> Problem details
Can you output the items below as a Markdown table with two columns, Row and Entry, giving each non-blank line its own row, numbered in order?

> Input for this task
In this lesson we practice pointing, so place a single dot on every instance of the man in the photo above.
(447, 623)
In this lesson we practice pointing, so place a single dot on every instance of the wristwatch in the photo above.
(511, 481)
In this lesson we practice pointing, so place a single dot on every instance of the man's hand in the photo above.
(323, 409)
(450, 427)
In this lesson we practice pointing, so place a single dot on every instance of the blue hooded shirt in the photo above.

> Final answer
| Row | Entry |
|---|---|
| 1 | In this lesson we practice pointing, so place a single dot on every instance of the man in the photo above. |
| 2 | (447, 623) |
| 3 | In this lesson we practice pointing, so place a single dot on every instance of the wristwatch in the photo above. |
| 4 | (511, 481) |
| 5 | In this lesson we practice pointing, so place a single dot on every instance of the man's hand in the photo above. |
| 6 | (323, 409) |
| 7 | (450, 427) |
| 8 | In this lesson we practice pointing, so place a single dot on every instance of the blue hooded shirt in the photo above. |